Task:
Copy every one of the records below word for word, leaving out the pictures.

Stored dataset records
* * * * *
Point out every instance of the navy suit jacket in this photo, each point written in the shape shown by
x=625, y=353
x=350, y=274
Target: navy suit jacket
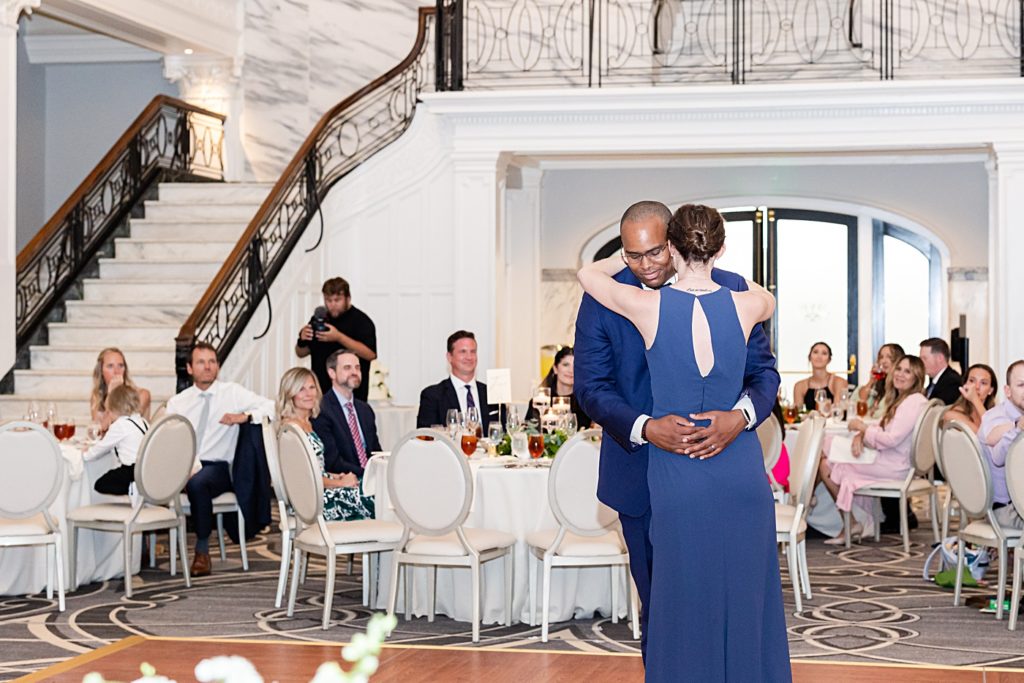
x=612, y=384
x=331, y=425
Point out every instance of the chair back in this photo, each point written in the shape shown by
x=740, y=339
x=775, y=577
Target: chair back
x=165, y=460
x=572, y=486
x=33, y=470
x=925, y=441
x=300, y=474
x=804, y=459
x=770, y=435
x=429, y=482
x=966, y=469
x=1015, y=472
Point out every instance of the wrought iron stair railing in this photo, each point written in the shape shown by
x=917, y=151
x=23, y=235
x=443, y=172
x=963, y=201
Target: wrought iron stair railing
x=169, y=139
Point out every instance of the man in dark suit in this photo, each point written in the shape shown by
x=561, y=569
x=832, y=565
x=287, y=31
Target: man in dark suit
x=345, y=424
x=943, y=381
x=460, y=389
x=612, y=384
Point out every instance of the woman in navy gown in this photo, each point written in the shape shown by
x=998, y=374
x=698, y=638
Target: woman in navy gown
x=716, y=604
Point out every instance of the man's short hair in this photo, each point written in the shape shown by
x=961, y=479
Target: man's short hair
x=202, y=345
x=644, y=210
x=936, y=345
x=336, y=287
x=1013, y=366
x=332, y=360
x=460, y=334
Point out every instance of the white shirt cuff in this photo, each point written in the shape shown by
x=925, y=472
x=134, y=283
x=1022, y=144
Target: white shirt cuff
x=636, y=434
x=745, y=406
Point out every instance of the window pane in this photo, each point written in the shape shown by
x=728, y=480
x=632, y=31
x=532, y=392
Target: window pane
x=812, y=295
x=738, y=248
x=906, y=294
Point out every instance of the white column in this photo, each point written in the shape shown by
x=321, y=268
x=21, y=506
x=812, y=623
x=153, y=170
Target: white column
x=9, y=11
x=214, y=83
x=1006, y=244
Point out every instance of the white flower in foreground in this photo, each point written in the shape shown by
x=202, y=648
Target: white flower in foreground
x=227, y=670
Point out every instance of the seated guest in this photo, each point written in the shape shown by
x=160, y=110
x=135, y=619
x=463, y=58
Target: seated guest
x=977, y=396
x=943, y=381
x=299, y=403
x=559, y=380
x=892, y=436
x=820, y=378
x=999, y=427
x=123, y=437
x=460, y=389
x=346, y=425
x=215, y=410
x=112, y=371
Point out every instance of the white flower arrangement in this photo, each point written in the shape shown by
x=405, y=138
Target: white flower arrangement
x=363, y=653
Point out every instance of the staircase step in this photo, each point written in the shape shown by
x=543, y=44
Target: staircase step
x=125, y=268
x=200, y=211
x=143, y=228
x=83, y=357
x=61, y=383
x=115, y=313
x=246, y=193
x=100, y=335
x=171, y=250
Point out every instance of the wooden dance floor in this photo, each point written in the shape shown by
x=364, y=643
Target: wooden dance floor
x=286, y=662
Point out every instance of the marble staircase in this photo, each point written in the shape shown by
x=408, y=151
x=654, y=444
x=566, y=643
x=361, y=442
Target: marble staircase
x=140, y=298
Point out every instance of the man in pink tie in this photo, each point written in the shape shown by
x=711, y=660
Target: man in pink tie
x=345, y=424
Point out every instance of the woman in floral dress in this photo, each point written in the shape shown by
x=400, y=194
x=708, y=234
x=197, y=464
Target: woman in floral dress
x=298, y=402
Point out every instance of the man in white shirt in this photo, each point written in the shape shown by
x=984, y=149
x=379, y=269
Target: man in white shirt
x=215, y=410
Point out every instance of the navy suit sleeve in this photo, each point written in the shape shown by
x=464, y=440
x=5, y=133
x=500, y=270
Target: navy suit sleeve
x=761, y=378
x=595, y=385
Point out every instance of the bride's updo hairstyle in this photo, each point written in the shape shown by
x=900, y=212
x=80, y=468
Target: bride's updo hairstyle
x=697, y=232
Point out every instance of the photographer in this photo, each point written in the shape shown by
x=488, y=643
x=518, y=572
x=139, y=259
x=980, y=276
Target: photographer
x=334, y=326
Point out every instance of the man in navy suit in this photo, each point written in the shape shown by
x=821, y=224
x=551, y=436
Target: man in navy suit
x=345, y=424
x=460, y=389
x=612, y=385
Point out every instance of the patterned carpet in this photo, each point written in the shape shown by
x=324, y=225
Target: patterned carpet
x=869, y=604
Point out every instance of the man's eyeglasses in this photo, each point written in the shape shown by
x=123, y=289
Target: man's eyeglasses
x=635, y=259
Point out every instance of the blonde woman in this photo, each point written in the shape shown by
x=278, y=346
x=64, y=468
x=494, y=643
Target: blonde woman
x=112, y=371
x=298, y=402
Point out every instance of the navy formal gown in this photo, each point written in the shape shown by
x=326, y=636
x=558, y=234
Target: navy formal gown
x=716, y=603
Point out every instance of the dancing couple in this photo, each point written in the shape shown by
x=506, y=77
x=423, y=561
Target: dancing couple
x=672, y=360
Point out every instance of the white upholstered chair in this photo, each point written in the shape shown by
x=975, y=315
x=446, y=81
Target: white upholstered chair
x=162, y=468
x=588, y=532
x=791, y=518
x=303, y=483
x=1015, y=482
x=33, y=472
x=967, y=472
x=919, y=481
x=431, y=489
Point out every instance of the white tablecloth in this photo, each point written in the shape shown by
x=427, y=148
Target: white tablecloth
x=23, y=570
x=393, y=422
x=509, y=500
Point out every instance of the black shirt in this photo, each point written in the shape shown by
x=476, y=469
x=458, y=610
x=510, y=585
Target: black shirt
x=353, y=323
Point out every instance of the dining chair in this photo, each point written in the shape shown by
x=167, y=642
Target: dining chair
x=33, y=473
x=588, y=532
x=303, y=484
x=791, y=518
x=968, y=474
x=431, y=489
x=919, y=480
x=162, y=468
x=1015, y=482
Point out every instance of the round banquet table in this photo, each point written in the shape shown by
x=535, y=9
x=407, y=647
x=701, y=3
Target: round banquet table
x=23, y=570
x=512, y=500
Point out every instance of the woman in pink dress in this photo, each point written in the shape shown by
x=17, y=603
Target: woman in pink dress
x=892, y=438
* * * * *
Response below:
Point out every instance of the navy suit jacket in this photo, each point written in the shape shown by
x=625, y=353
x=350, y=274
Target: navy suit jacket
x=612, y=384
x=331, y=425
Point out every instance of the chair back in this photo, each point written in the shape shown by
x=740, y=339
x=775, y=577
Target: chair back
x=165, y=460
x=572, y=486
x=33, y=470
x=925, y=441
x=300, y=474
x=804, y=459
x=770, y=435
x=429, y=482
x=966, y=469
x=1015, y=472
Point out every instance of the wrought iron stair railing in this photo, each point written in the shape shown by
x=917, y=151
x=23, y=235
x=443, y=172
x=963, y=201
Target: wrought iron stair railing
x=169, y=139
Point out every instance of the man in dark suit in this photo, each point written in the shape shown by
x=561, y=569
x=832, y=565
x=287, y=31
Target: man in dark suit
x=345, y=424
x=943, y=381
x=460, y=389
x=612, y=384
Point out every instance of the woman in navy gown in this photo, each point written in the shape shown by
x=998, y=374
x=698, y=638
Target: woman in navy gown
x=716, y=604
Point out every instance of the man's short hair in this photo, each point written in the shape shown by
x=961, y=479
Target: man's short hair
x=202, y=345
x=644, y=210
x=936, y=345
x=336, y=287
x=1013, y=366
x=332, y=360
x=460, y=334
Point out every instance of the white shirt cuff in this photo, each point written in the shape shown by
x=925, y=472
x=134, y=283
x=1022, y=144
Target: white shirt cuff
x=636, y=434
x=745, y=406
Point out every instance of the window pane in this photo, each point written in the shape shown by
x=728, y=480
x=632, y=31
x=532, y=392
Target: window pane
x=812, y=295
x=738, y=248
x=906, y=294
Point out every instance of the white column in this photo, each point written in the shape shown by
x=321, y=268
x=21, y=506
x=812, y=623
x=153, y=170
Target: white column
x=9, y=11
x=214, y=83
x=1006, y=244
Point out every instance of the white flower in foreground in this photo, each point written in the shape shown by
x=202, y=648
Target: white flower in foreground
x=227, y=670
Point out every instance of the seated guest in this photo, each point written in the shape shown by
x=160, y=110
x=135, y=619
x=463, y=58
Target: seated guest
x=977, y=396
x=943, y=381
x=299, y=403
x=559, y=380
x=892, y=436
x=820, y=378
x=999, y=427
x=123, y=437
x=460, y=389
x=346, y=425
x=215, y=410
x=112, y=371
Point out every instance of the white flower arrangement in this photo, each point written in the shape shown by
x=405, y=138
Target: white flower arrangement
x=363, y=653
Point out every instance of the staircase step in this photo, each point written in the shape shown by
x=543, y=44
Target: staircase step
x=125, y=268
x=200, y=211
x=143, y=228
x=83, y=357
x=61, y=383
x=115, y=313
x=246, y=193
x=100, y=335
x=171, y=250
Point out every instance of the wooden dance floor in this photo, each point written in the shape shown by
x=364, y=643
Target: wooden dance floor
x=286, y=662
Point out every instance of the marble staircase in this photo, each point written in the shape shown by
x=408, y=151
x=654, y=444
x=566, y=643
x=361, y=442
Target: marble staircase
x=140, y=298
Point out every instance of the man in pink tie in this photo, each point written in the shape shown by
x=711, y=660
Target: man in pink tie
x=345, y=424
Point out every instance of the woman in floral dress in this photo, each point written in the shape shown by
x=400, y=194
x=708, y=234
x=197, y=464
Target: woman in floral dress
x=298, y=402
Point out every instance of the man in white shirt in this photo, each point written in the shape shown by
x=984, y=149
x=379, y=269
Target: man in white shirt
x=215, y=410
Point out every instance of the navy suit sleeve in this photo, each point written in the shape shown by
x=464, y=440
x=5, y=133
x=500, y=270
Target: navy suit sleeve
x=761, y=378
x=595, y=385
Point out every instance of the bride's updo hairstyle in this photo, each point written in the shape shown by
x=900, y=212
x=80, y=468
Target: bride's updo hairstyle
x=697, y=232
Point out every instance of the photographer in this photo, each point written in the shape shown by
x=488, y=643
x=518, y=572
x=139, y=259
x=980, y=276
Target: photographer
x=334, y=326
Point out every instance of the man in navy suit in this photo, each point written in the shape shown by
x=821, y=224
x=551, y=436
Target: man in navy suit
x=345, y=424
x=460, y=389
x=612, y=385
Point out every instance of the patterned carpet in this photo, each point written in the shape shown by
x=324, y=225
Target: patterned carpet
x=869, y=604
Point out every instance of the man's eyeglasses in this photo, each point written in the shape shown by
x=123, y=289
Target: man's eyeglasses
x=635, y=259
Point out every instance of the blonde woman in this photo, each point written in the shape shown by
x=278, y=346
x=64, y=468
x=494, y=643
Target: blonde woman
x=112, y=371
x=298, y=402
Point out every instance of the navy formal gown in this photo, each point written in the shape shown by
x=326, y=636
x=558, y=234
Target: navy formal gown
x=716, y=603
Point out every instance of the dancing couple in this photo, each point written in the shape shown by
x=506, y=77
x=423, y=561
Target: dancing couple
x=672, y=360
Point out every instance of the white upholstered chair in this photo, each point written in the shape shown by
x=975, y=315
x=446, y=81
Target: white upholstered chair
x=162, y=468
x=588, y=532
x=791, y=518
x=303, y=483
x=1015, y=482
x=33, y=472
x=967, y=472
x=919, y=481
x=431, y=489
Point out every instance of the white tablecloth in this photo, each point written in the shape shown by
x=427, y=148
Target: white tablecloth
x=23, y=570
x=393, y=422
x=509, y=500
Point out every instance of the black shirt in this photo, each point written in the shape shown by
x=476, y=469
x=458, y=610
x=510, y=585
Target: black shirt
x=353, y=323
Point out every instance of the dining chair in this photo, each point written in the shape shown by
x=167, y=642
Target: dining chair
x=33, y=473
x=588, y=532
x=303, y=484
x=791, y=518
x=968, y=474
x=431, y=489
x=919, y=480
x=162, y=468
x=1015, y=482
Point out every instance of the round banquet table in this photo, each point written in the shape shown by
x=535, y=9
x=407, y=647
x=701, y=3
Target: round banquet table
x=23, y=570
x=512, y=500
Point out every instance of the woman in pink dress in this photo, each point written in the shape shown by
x=17, y=603
Target: woman in pink dress
x=892, y=438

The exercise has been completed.